> _DATA LINES_
┏━━

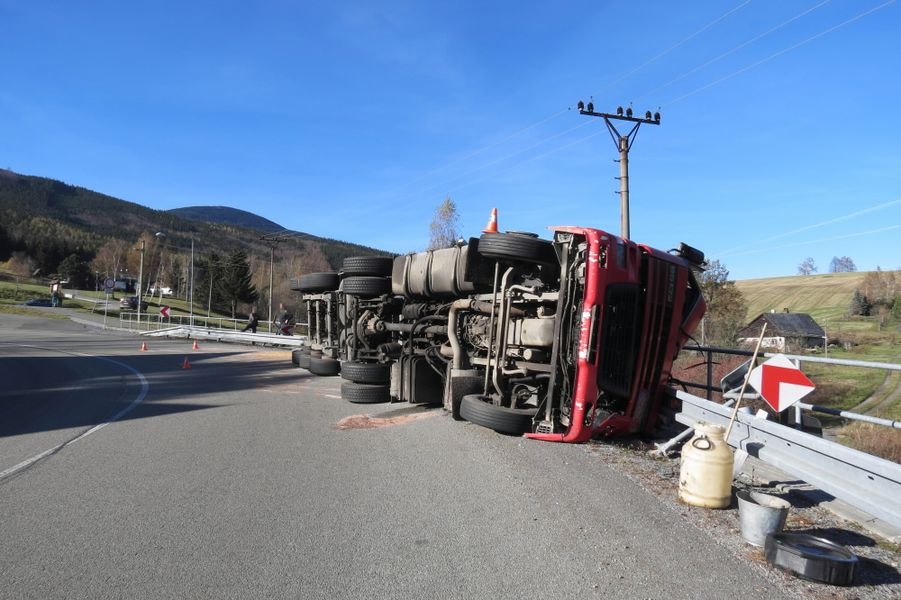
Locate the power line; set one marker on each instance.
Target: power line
(554, 115)
(738, 47)
(780, 53)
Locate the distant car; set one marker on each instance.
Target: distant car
(161, 291)
(131, 302)
(38, 302)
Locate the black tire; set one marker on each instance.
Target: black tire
(361, 372)
(366, 286)
(364, 393)
(367, 265)
(517, 246)
(476, 409)
(811, 557)
(318, 282)
(324, 366)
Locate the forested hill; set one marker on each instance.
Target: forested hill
(228, 216)
(44, 222)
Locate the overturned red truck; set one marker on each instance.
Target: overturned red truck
(560, 340)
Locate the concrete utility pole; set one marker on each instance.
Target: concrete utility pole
(623, 144)
(273, 239)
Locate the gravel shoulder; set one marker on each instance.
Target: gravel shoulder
(876, 544)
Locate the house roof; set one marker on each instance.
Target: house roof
(784, 324)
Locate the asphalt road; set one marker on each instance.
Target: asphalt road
(241, 477)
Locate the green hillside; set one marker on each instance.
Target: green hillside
(825, 297)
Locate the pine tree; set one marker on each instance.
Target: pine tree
(860, 306)
(235, 282)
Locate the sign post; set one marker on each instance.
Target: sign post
(780, 382)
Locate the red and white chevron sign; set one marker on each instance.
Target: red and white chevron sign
(780, 382)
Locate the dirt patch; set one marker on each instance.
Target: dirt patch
(370, 422)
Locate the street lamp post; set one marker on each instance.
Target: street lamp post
(160, 235)
(140, 282)
(191, 286)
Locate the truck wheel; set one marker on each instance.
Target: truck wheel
(361, 372)
(517, 246)
(367, 265)
(324, 366)
(366, 286)
(364, 393)
(318, 282)
(475, 408)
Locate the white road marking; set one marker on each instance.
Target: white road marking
(140, 398)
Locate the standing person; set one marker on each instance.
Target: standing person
(252, 322)
(284, 320)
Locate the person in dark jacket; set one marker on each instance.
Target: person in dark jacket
(252, 322)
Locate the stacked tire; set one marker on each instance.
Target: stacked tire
(366, 383)
(363, 279)
(366, 276)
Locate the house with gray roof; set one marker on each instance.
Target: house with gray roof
(785, 331)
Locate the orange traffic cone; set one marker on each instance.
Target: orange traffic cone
(491, 227)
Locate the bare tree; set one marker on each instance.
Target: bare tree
(807, 267)
(842, 265)
(444, 230)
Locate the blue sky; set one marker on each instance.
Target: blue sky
(779, 138)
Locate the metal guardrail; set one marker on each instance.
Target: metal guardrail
(710, 388)
(867, 482)
(153, 322)
(228, 335)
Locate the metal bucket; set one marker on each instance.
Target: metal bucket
(760, 514)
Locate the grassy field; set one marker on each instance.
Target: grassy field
(824, 297)
(827, 299)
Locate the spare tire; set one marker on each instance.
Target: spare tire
(475, 408)
(366, 286)
(318, 282)
(517, 246)
(364, 393)
(324, 366)
(367, 265)
(811, 557)
(361, 372)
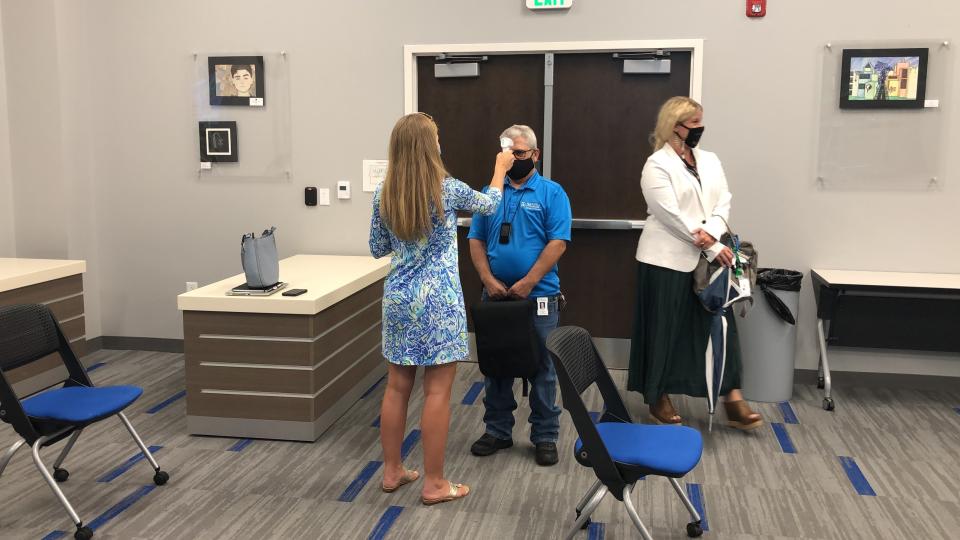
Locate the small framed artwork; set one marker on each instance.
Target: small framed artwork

┗━━

> _WRITTEN PROBLEM_
Go through the data above and transcribe it in full, omitting any image.

> _RESPONSE TO THIS EXERCISE_
Locate the power line; set one marker on each instance.
Target: power line
(554, 115)
(738, 47)
(780, 53)
Locate the distant car; set one marker on each instance.
Target: distant car
(161, 291)
(131, 302)
(38, 302)
Locate the black tire; set one marker on each instance.
Target: black tire
(361, 372)
(366, 286)
(364, 393)
(367, 265)
(517, 246)
(476, 409)
(811, 557)
(318, 282)
(324, 366)
Locate the forested hill; set one marker on each instance.
Target: forested hill
(228, 216)
(44, 222)
Locate the overturned red truck; set one marker on each instance.
Target: overturned red truck
(560, 340)
Locate the concrete utility pole; set one marker on each instance.
Target: concrete utility pole
(623, 144)
(273, 239)
Locate the gravel shoulder; set one marker on each instance.
Target: gravel shoulder
(876, 544)
Locate the house roof; set one marker on each instance.
Target: house roof
(784, 324)
Locate the asphalt road; set one marker on each instance.
Target: asphalt road
(241, 477)
Locate the green hillside; set one marker on each instance.
Target: green hillside
(825, 297)
Locate the pine tree; set one marker on each instance.
Target: pine tree
(860, 306)
(235, 282)
Locate the sign post; set one marker on each instance.
Target: sign post
(780, 382)
Locate the red and white chevron sign; set one marker on each instance.
Target: red and white chevron sign
(780, 382)
Locate the dirt patch; set one marker on each instance.
Target: dirt patch
(370, 422)
Locate the street lamp post; set one marker on each instance.
Target: street lamp post
(160, 235)
(140, 282)
(191, 286)
Locate the truck wheel; set one marker on each instance.
Target: truck wheel
(361, 372)
(517, 246)
(367, 265)
(324, 366)
(366, 286)
(364, 393)
(318, 282)
(475, 408)
Locate the white road marking; set one marker on each instance.
Target: white road marking
(140, 398)
Locate the standing person; set one marker on each instance.
Target: standing person
(252, 322)
(284, 320)
Locate the person in dark jacket; set one marker on each instance.
Target: person in dark jacket
(252, 322)
Locate the stacked tire; set one marker on each instance.
Target: stacked tire
(366, 383)
(363, 279)
(366, 276)
Locate the house with gray roof; set one marker on each instance.
Target: house with gray roof
(785, 331)
Locate the orange traffic cone; set one marker on each instance.
Target: orange traffic cone
(491, 227)
Locate the bare tree; set one marker on each instance.
Target: bare tree
(807, 267)
(842, 265)
(444, 230)
Locate the blue sky; set one marker on each instance.
Target: blue sky
(779, 138)
Locate the metal guardrail; set one marker on each instance.
Target: metal guardrail
(710, 388)
(867, 482)
(153, 322)
(228, 335)
Locate the metal bucket; set one marker on each instance.
Target: metal bucket
(760, 514)
Locate the grassy field; set one marker on each instance.
Target: grassy field
(824, 297)
(827, 299)
Locate the spare tire; set one marker on each instance.
Target: spare tire
(475, 408)
(366, 286)
(318, 282)
(517, 246)
(364, 393)
(324, 366)
(367, 265)
(811, 557)
(361, 372)
Locate the small framed artwork; set one marker on each instance.
Target: small framed artwork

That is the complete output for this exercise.